PROVIDED TEXT:
## Begin
The letter Y and the digraphs CH, PH, RH, TH were alien to Latin. They were introduced into the language by intellectuals who wanted to borrow words from Greek, and keep pronouncing them as in the original. If we are to take the wishes of those intellectuals into account, then:

- Y is pronounced like the German ü;
- CH, PH and TH are aspirated consonants, pronounced C, P, T followed by a puff of air, as they are pronounced in Germanic languages, at the beginning of words.
- There seems to be some uncertainty about the pronunciation of RH.

Of course, the common man never paid much attention to these pedanteries, and simply pronounced Y as I, C as CH, PH as F, and so on.


----------



## ronanpoirier

Thanks everybody! But, Whodunit:



			
				Whodunit said:
			
		

> au = [a̠̮ʊ]
> eu = [e_j_ʊ] (the "j" is often not pronounced)
## End
ENTRIES:
## Begin
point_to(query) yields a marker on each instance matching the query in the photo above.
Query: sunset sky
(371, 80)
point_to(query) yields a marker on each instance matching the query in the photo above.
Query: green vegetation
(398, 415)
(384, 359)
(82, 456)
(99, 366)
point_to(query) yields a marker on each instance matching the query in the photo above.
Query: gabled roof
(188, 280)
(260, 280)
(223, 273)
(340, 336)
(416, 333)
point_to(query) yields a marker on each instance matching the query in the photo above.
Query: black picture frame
## End
JOB 1: In the forum thread on Latin pronunciation, how did the intellectuals who borrowed Greek words intend Y to be pronounced?
JOB 2: Continue the forum thread on Latin pronunciation from the point where it stops.

WRITTEN ANSWER 1: Like the German ü.

WRITTEN ANSWER 2:
> ae = [æ], sometimes [eː]
> oe = [o̮e]
> ei = [ej]
> ui = [uj]



I don't get the pronounciation   I don't know too much about the IPA's sings for vowels :-S i get /a/ /e/ /j/ and /u/ but the other symbols i don't understand


----------



## se16teddy

This looks to me like a RELIABLE source of advice. http://en.wikipedia.org/wiki/Latin_spelling_and_pronunciation


----------



## Whodunit

ronanpoirier said:
			
		

> Thanks everybody! But, Whodunit:
> 
> I don't get the pronounciation  I don't know too much about the IPA's sings for vowels :-S i get /a/ /e/ /j/ and /u/ but the other symbols i don't understand


 
You could try to learn it. 

Just read look at this table and this triangle*. 


*Even though it is not a proper triangle, linguists still call it like that.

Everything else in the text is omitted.